Fix BT709 full-range CUDA color conversion #791

NicolasHug · 2025-07-27T14:28:13Z

This PR improves the color conversion of BT.709 full-range videos. In main, we were always using nppiNV12ToRGB_709CSC_8u_P2C3R_Ctx, which is for limited (studio) range. For full-range, NPP provides nppiNV12ToRGB_709HDTV_8u_P2C3R_Ctx. But, as I tried it, it doesn't seem to match our CPU results very closely - in fact they were further away than with nppiNV12ToRGB_709CSC_8u_P2C3R_Ctx. So instead, we now rely on a custom color-conversion matrix which provides very, very close results to the CPU on CUDA 12.9.

I will leave this PR description here. I tried to document a lot of the color conversion process in a note, in the code. I will be extending on this note when finalizing the 10bit support, hopefully soon.

Comparing CPU frame (top) with GPU frame (bottom) on CUDA 12.9

On main

This PR

NicolasHug · 2025-08-15T09:55:11Z

test/test_decoders.py

+            gpu_frame = decoder_gpu.get_frame_at(frame_index).data.cpu()

----------

# EXERCISE INSTRUCTIONS:
Using the pull request description above, explain in one to three sentences why the fix relies on a custom color-conversion matrix for BT.709 full-range video instead of nppiNV12ToRGB_709HDTV_8u_P2C3R_Ctx.

----------

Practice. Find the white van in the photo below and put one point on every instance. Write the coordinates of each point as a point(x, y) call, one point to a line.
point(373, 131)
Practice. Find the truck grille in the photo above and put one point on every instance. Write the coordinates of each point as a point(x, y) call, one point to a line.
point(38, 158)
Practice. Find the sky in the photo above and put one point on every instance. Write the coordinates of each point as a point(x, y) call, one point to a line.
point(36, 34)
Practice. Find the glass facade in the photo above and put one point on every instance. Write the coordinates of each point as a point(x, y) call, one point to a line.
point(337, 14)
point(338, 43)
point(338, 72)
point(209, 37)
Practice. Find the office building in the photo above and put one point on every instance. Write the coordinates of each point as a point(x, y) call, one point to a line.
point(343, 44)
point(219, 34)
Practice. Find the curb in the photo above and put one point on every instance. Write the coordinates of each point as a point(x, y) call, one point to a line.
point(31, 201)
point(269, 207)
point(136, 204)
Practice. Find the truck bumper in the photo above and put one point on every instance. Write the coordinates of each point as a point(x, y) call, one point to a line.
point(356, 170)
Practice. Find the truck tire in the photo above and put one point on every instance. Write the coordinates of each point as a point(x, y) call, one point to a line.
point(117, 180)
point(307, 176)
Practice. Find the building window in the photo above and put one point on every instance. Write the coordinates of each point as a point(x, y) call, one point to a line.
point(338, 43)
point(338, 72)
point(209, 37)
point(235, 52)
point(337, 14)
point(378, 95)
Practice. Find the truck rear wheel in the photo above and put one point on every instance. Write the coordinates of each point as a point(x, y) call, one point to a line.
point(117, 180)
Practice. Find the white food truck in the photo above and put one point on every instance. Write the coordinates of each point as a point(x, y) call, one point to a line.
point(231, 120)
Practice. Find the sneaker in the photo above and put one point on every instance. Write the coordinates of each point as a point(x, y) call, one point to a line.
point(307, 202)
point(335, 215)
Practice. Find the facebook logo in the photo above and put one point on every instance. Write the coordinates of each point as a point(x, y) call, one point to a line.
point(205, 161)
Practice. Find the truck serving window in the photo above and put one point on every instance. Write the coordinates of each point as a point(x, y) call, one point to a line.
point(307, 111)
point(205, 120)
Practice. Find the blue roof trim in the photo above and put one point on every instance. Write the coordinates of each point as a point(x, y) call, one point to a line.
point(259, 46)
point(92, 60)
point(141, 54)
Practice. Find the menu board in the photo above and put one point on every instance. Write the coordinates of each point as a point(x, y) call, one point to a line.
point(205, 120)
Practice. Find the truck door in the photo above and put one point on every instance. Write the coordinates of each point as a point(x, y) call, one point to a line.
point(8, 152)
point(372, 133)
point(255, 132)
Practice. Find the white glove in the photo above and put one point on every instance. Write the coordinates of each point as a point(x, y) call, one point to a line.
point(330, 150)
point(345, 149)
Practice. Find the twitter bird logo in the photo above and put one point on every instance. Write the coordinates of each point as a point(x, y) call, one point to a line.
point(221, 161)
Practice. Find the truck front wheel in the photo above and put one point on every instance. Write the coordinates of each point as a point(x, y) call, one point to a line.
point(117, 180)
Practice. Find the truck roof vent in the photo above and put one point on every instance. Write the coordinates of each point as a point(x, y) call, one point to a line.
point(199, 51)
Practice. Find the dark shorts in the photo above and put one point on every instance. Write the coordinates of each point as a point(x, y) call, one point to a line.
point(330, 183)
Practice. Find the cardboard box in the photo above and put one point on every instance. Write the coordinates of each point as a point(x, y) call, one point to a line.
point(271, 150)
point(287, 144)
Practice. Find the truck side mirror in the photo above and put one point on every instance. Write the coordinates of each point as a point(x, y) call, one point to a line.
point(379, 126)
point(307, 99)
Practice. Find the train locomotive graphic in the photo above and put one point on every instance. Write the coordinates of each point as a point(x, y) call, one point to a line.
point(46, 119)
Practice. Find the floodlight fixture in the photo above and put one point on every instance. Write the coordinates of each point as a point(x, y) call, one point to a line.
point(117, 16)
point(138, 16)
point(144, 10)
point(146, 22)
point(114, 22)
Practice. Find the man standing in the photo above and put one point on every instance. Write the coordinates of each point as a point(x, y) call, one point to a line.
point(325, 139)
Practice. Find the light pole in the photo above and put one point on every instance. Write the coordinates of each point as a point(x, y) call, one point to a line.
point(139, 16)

----------

# COMPLETE OUTPUT:
Although NPP provides nppiNV12ToRGB_709HDTV_8u_P2C3R_Ctx for full-range video, its output did not match the CPU results closely. Its results were even further from the CPU output than those of nppiNV12ToRGB_709CSC_8u_P2C3R_Ctx, the limited-range function used before. The custom matrix gives results very close to the CPU output on CUDA 12.9.